> **Assigned task**
Please answer from the reflection on 2021: what came through in March and took the hip-high feed the Longreach graziers had been standing in?
Top of Excerpt to read
We're in this together if we're in it at all
- Johnny Cash
REFLECTING ON 2021 there is one theme in particular which stands out to me, and that's "home".
First we were locked down in our homes, we came to love them and then as COVID-19 restrictions dragged on we came to loathe them.
But in a year of highs, lows and uncertainty, I've drawn courage from my home and the people within it. It's come to mean more to me than four walls and a ceiling, that double-brick house with a red iron roof.
Home is in tight-knit rural communities and in those good, kind bush people that welcome us as journalists (and often strangers) into their lives, on to their farms, studs, back verandahs and around their kitchen table.
This time last year I'd just come back from work in western Queensland. Standing on a sweltering tarmac at Longreach one afternoon in mid-December, I was excited to be coming home after a long 12 months of border closures.
But my time in Queensland and that real Channel Country taught me so much. And it taught me a lesson that I hope will serve me well as I start my career in journalism: life is full of stories.
All that we really have is our story. The story of you or I, where we came from, what we're doing. The story handed down to us of our ancestors, where they came from, what they were doing. For all of human history, we've told stories.
I think it was Johnny Cash who once sang, "we're in this together if we're in it at all."
And for too long we've wondered: who is doing it better? Is it the old, seasoned bushie or the young professional, university-educated?
I think they both have a story to tell.
We're in this game together and I think Australian agriculture is so much stronger because of it.
I found Queensland to be a place of real beauty. The stations surrounding Longreach are wide, flat and sometimes eerily empty.
Only, they aren't. To my untrained eye it first looked like nothing ever did or could grow there. But of course it did. Sheep found bits of button grass, there was Mitchell and red Flinders, and Gidgee trees lined watercourses. There are stories everywhere.
And the people are salt of the earth. Expert managers, they run properties, households and bush schoolrooms. Vets fly from station to station, shearers and truckies spin (very) tall stories and teachers lead dance, music and art classes on Zoom for isolated children.
I'd got to Longreach a year after the decade-long drought had busted.
Winton graziers recalled taking stock of the damage from the north Queensland floods and the mounting bill. They'd stood at kitchen tables, looking out the window to see those beautiful, big old Brahman cows they'd nursed through drought hang lifelessly out of trees and off fences.
And at Longreach, graziers stood in feed hip-high until March, when the grasshoppers came through and took the lot.
Seasons can be impossibly cruel and still those people are some of the strongest, most optimistic and most kind I've ever met.
I'm so thankful for that opportunity in Queensland. I found a passion there and it's the most wonderful thing to work with bush people every day in my new job at The Land too.
Bottom of Excerpt to read
Top of Extracted information
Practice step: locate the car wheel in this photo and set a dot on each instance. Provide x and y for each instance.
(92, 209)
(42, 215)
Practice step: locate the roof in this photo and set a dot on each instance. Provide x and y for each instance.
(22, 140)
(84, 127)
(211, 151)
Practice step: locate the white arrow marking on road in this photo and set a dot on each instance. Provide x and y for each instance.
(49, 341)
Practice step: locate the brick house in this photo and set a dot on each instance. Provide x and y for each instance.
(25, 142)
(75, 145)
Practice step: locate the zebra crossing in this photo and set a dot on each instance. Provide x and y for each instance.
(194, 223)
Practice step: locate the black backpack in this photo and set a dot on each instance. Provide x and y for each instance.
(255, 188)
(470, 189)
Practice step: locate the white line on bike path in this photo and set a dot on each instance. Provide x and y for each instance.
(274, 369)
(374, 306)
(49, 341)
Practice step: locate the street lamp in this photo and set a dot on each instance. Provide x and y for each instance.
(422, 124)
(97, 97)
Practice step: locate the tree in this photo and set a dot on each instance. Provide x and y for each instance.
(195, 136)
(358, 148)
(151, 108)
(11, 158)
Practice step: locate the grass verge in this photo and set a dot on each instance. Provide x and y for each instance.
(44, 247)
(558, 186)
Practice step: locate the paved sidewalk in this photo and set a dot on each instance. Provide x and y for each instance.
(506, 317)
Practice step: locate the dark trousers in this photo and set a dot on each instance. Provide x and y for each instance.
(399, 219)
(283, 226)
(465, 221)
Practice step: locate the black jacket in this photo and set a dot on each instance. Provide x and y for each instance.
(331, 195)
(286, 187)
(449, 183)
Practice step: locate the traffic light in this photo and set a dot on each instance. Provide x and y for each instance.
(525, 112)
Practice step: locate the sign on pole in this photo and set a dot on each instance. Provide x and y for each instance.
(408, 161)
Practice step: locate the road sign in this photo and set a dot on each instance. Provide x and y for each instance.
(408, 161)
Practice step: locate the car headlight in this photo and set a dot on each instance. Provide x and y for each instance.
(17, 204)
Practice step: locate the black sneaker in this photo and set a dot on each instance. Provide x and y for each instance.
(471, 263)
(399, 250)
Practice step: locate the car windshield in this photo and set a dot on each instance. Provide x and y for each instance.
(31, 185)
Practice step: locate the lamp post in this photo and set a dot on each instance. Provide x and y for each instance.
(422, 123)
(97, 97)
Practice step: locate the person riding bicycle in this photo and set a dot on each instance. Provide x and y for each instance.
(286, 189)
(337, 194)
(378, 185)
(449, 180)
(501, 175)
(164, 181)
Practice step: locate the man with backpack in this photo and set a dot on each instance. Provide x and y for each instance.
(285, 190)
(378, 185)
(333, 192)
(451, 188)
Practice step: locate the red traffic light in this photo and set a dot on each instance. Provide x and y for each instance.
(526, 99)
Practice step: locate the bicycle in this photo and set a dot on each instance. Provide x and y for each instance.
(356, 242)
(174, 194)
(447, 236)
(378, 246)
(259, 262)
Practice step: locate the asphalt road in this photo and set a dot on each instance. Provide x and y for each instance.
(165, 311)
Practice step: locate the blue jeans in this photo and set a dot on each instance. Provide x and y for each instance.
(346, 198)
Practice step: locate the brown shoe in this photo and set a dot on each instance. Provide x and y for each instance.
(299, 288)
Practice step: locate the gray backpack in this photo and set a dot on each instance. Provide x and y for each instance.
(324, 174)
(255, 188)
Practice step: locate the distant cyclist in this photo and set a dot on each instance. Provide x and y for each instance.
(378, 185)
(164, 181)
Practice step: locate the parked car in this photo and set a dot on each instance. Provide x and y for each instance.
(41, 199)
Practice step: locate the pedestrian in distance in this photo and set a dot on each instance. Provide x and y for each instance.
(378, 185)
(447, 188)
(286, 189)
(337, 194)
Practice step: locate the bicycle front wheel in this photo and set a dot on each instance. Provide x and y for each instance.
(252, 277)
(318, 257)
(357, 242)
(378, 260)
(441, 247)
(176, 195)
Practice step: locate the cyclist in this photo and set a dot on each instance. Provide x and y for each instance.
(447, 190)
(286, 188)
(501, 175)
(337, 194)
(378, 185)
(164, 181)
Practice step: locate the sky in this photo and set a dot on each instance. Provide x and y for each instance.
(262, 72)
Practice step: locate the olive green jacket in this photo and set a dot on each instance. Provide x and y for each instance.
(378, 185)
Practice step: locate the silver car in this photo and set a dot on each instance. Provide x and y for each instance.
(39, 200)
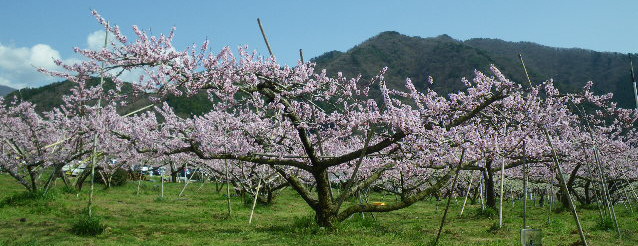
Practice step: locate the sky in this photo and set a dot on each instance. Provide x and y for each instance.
(32, 33)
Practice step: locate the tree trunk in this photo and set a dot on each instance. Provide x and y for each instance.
(490, 193)
(326, 212)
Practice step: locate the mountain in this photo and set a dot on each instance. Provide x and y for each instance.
(448, 60)
(444, 58)
(49, 96)
(4, 90)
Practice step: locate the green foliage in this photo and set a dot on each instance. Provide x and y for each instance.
(487, 213)
(202, 219)
(606, 224)
(69, 190)
(28, 198)
(119, 178)
(88, 225)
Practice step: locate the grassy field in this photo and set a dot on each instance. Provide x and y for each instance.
(199, 218)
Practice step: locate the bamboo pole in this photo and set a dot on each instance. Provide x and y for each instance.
(469, 187)
(500, 210)
(557, 168)
(252, 210)
(263, 34)
(633, 78)
(228, 188)
(94, 155)
(447, 206)
(524, 187)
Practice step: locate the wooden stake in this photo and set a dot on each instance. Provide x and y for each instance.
(447, 206)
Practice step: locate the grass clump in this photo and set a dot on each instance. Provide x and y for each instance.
(606, 224)
(88, 226)
(487, 213)
(27, 198)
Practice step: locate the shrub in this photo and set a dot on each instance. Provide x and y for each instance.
(120, 177)
(606, 224)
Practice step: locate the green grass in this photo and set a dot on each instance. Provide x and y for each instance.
(200, 218)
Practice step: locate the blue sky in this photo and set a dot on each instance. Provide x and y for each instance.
(31, 32)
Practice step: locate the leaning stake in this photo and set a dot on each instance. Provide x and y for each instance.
(558, 169)
(449, 198)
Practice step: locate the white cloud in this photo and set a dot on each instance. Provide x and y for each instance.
(18, 65)
(95, 40)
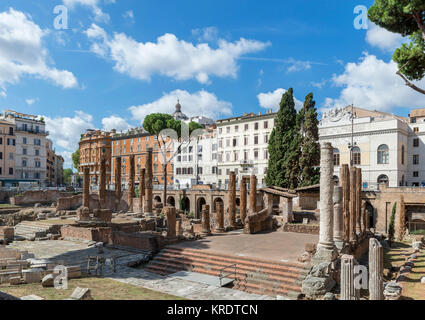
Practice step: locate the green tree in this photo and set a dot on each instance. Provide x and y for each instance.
(171, 135)
(76, 159)
(67, 174)
(309, 160)
(406, 17)
(283, 165)
(391, 227)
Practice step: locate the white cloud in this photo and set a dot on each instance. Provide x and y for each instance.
(170, 56)
(193, 104)
(66, 131)
(115, 122)
(373, 83)
(272, 99)
(382, 38)
(93, 5)
(22, 52)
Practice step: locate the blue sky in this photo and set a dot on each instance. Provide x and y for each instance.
(121, 59)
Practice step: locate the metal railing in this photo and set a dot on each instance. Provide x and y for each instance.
(223, 275)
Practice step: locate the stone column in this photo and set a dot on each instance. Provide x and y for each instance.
(86, 187)
(338, 218)
(345, 183)
(325, 246)
(347, 278)
(353, 198)
(232, 199)
(148, 182)
(243, 193)
(219, 218)
(131, 190)
(142, 188)
(358, 200)
(170, 213)
(253, 194)
(376, 270)
(102, 184)
(117, 183)
(205, 220)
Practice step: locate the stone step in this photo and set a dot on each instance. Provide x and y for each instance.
(217, 265)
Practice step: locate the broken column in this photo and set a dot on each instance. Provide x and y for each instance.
(358, 200)
(131, 190)
(232, 199)
(345, 183)
(148, 182)
(376, 270)
(86, 188)
(141, 188)
(243, 198)
(253, 194)
(353, 198)
(347, 278)
(170, 213)
(102, 184)
(205, 220)
(325, 248)
(117, 183)
(338, 217)
(219, 218)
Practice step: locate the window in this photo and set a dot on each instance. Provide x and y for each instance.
(415, 159)
(336, 157)
(416, 142)
(383, 154)
(357, 158)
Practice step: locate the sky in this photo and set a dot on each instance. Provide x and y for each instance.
(108, 63)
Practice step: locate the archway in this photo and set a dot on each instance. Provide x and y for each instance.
(171, 201)
(200, 202)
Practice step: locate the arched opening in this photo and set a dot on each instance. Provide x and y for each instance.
(217, 200)
(337, 157)
(383, 179)
(200, 202)
(383, 154)
(171, 201)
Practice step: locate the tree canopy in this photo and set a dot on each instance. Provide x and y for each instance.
(405, 17)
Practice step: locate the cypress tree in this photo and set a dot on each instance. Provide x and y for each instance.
(283, 145)
(310, 148)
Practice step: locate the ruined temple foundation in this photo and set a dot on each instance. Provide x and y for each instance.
(219, 218)
(205, 220)
(326, 251)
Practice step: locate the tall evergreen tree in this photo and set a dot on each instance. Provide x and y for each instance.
Bottom of Extracted information
> **Exercise solution**
Grasshoppers.